■ **Dataset**:
<<<<

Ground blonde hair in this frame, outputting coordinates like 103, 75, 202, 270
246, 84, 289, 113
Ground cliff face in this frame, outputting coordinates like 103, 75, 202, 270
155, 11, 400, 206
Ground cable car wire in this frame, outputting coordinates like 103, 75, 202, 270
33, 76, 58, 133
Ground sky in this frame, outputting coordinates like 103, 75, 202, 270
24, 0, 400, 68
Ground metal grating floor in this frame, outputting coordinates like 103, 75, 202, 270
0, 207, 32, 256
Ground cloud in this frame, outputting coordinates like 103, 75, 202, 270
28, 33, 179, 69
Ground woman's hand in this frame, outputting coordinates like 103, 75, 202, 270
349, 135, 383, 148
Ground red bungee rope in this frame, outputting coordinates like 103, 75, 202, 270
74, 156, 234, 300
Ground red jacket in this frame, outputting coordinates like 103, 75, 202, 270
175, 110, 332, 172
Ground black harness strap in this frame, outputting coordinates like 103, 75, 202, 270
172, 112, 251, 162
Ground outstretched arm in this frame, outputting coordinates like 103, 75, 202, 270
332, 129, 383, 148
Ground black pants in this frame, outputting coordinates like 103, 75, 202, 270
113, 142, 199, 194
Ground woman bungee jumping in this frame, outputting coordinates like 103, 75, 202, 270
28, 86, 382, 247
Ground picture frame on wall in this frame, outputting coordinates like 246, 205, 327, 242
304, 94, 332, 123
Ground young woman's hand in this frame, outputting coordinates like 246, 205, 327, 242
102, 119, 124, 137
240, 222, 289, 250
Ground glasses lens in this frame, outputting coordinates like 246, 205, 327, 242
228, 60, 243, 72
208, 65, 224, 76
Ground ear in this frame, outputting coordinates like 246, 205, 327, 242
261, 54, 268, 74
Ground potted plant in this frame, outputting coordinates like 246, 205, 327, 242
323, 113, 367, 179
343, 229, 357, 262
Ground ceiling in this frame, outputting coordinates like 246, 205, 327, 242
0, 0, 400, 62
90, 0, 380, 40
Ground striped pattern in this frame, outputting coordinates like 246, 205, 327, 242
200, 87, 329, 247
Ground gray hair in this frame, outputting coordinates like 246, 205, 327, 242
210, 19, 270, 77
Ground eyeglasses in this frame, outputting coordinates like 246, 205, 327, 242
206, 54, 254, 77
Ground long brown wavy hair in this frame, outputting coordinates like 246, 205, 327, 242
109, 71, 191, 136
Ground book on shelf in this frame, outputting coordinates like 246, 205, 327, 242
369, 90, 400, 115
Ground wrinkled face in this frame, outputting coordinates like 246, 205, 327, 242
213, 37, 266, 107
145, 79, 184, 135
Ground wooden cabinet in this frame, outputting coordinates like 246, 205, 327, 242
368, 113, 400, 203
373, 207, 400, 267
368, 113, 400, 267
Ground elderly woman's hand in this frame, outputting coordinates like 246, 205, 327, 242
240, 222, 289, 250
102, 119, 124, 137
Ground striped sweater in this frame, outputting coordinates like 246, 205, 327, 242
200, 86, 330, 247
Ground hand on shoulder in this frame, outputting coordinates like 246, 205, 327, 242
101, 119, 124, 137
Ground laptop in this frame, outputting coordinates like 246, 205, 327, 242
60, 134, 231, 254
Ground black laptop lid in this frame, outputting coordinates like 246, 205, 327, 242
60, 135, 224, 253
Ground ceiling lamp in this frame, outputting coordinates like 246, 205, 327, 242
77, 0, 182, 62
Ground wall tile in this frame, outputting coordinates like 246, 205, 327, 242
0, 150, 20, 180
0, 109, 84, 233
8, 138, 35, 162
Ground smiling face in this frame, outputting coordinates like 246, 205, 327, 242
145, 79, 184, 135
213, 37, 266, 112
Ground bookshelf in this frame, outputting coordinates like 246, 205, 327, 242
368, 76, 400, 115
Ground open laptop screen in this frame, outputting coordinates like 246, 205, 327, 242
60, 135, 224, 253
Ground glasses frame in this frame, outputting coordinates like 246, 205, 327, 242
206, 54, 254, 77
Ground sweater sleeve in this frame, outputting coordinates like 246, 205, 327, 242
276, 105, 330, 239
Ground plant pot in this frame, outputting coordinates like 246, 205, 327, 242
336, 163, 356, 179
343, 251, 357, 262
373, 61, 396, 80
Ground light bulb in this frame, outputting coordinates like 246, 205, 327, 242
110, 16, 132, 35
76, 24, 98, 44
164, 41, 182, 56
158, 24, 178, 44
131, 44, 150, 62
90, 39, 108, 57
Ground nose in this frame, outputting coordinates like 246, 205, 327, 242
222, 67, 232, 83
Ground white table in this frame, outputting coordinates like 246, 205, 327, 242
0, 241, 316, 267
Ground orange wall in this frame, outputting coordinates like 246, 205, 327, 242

>>>>

■ **Exercise brief**: Rewrite all of the lines above, substituting "giving" for every occurrence of "outputting" and leaving everything else unchanged.

■ **Exercise response**:
Ground blonde hair in this frame, giving coordinates like 103, 75, 202, 270
246, 84, 289, 113
Ground cliff face in this frame, giving coordinates like 103, 75, 202, 270
155, 11, 400, 206
Ground cable car wire in this frame, giving coordinates like 103, 75, 202, 270
33, 76, 58, 133
Ground sky in this frame, giving coordinates like 103, 75, 202, 270
24, 0, 400, 68
Ground metal grating floor in this frame, giving coordinates like 103, 75, 202, 270
0, 207, 32, 256
Ground cloud in this frame, giving coordinates like 103, 75, 202, 270
28, 33, 179, 69
Ground woman's hand in this frame, giving coordinates like 103, 75, 202, 270
349, 135, 383, 148
Ground red bungee rope in this frame, giving coordinates like 103, 75, 202, 270
74, 156, 234, 300
Ground red jacket in this frame, giving coordinates like 103, 75, 202, 270
175, 110, 332, 172
Ground black harness strap in this frame, giving coordinates like 103, 75, 202, 270
172, 112, 251, 162
Ground outstretched arm in this frame, giving coordinates like 103, 75, 202, 270
332, 129, 383, 148
Ground black pants in this frame, giving coordinates like 103, 75, 202, 270
113, 142, 199, 194
Ground woman bungee jumping in this frame, giving coordinates like 103, 75, 202, 270
28, 86, 382, 247
Ground picture frame on wall in this frame, giving coordinates like 246, 205, 327, 242
304, 94, 332, 123
Ground young woman's hand in this frame, giving coordinates like 246, 205, 327, 242
102, 119, 124, 137
240, 222, 289, 250
Ground glasses lens in this frame, giving coordinates like 246, 205, 327, 242
228, 60, 243, 72
208, 65, 224, 76
Ground ear in this frame, giving coordinates like 246, 205, 327, 242
261, 54, 268, 74
Ground potted plant in this frame, giving coordinates like 246, 205, 327, 242
323, 113, 367, 179
343, 229, 357, 262
Ground ceiling in this frame, giving coordinates like 246, 205, 327, 242
0, 0, 400, 62
90, 0, 380, 40
Ground striped pattern in this frame, giving coordinates like 246, 205, 327, 242
200, 87, 329, 247
Ground gray hair in this frame, giving coordinates like 246, 205, 327, 242
210, 19, 270, 77
Ground eyeglasses in this frame, giving coordinates like 246, 205, 327, 242
206, 54, 254, 77
Ground long brown wavy hair in this frame, giving coordinates like 246, 205, 327, 242
109, 71, 191, 136
Ground book on shelf in this frame, giving coordinates like 246, 205, 327, 242
369, 90, 400, 115
Ground wrinkled face in this frame, giving coordinates like 246, 205, 327, 242
213, 37, 266, 107
145, 79, 184, 135
Ground wooden cabinet in this frame, giving coordinates like 246, 205, 327, 242
368, 113, 400, 203
373, 207, 400, 267
368, 113, 400, 267
Ground elderly woman's hand in this frame, giving coordinates like 246, 205, 327, 242
240, 222, 289, 250
102, 119, 124, 137
Ground striped sweater in this frame, giving coordinates like 246, 205, 327, 242
200, 86, 330, 247
Ground hand on shoulder in this frame, giving coordinates like 246, 205, 327, 242
101, 119, 124, 137
Ground laptop in this frame, giving coordinates like 246, 205, 327, 242
60, 134, 231, 254
Ground black laptop lid in this frame, giving coordinates like 246, 205, 327, 242
60, 135, 224, 253
Ground ceiling lamp in this frame, giving coordinates like 246, 205, 327, 242
77, 0, 182, 62
Ground wall tile in this frame, giving coordinates like 246, 205, 327, 242
0, 150, 20, 180
0, 109, 84, 233
8, 138, 35, 162
Ground smiling face in this frame, giving coordinates like 246, 205, 327, 242
145, 79, 184, 135
213, 37, 266, 112
Ground bookshelf in this frame, giving coordinates like 246, 205, 327, 242
368, 76, 400, 115
Ground open laptop screen in this frame, giving coordinates like 246, 205, 327, 242
60, 135, 224, 253
Ground glasses frame in this frame, giving coordinates like 246, 205, 327, 242
206, 54, 254, 77
Ground sweater sleeve in this frame, giving coordinates like 246, 205, 327, 242
276, 105, 330, 239
Ground plant pot in this frame, giving coordinates like 246, 205, 327, 242
336, 163, 356, 179
343, 251, 357, 262
373, 61, 396, 80
Ground light bulb in this frame, giving coordinates like 246, 205, 327, 242
110, 16, 132, 35
76, 24, 98, 44
164, 41, 182, 56
158, 24, 178, 44
131, 44, 150, 62
90, 39, 108, 57
Ground nose in this frame, giving coordinates like 246, 205, 327, 242
222, 67, 232, 83
Ground white table in this frame, giving coordinates like 246, 205, 327, 242
0, 241, 316, 267
Ground orange wall in this frame, giving coordinates like 246, 205, 327, 242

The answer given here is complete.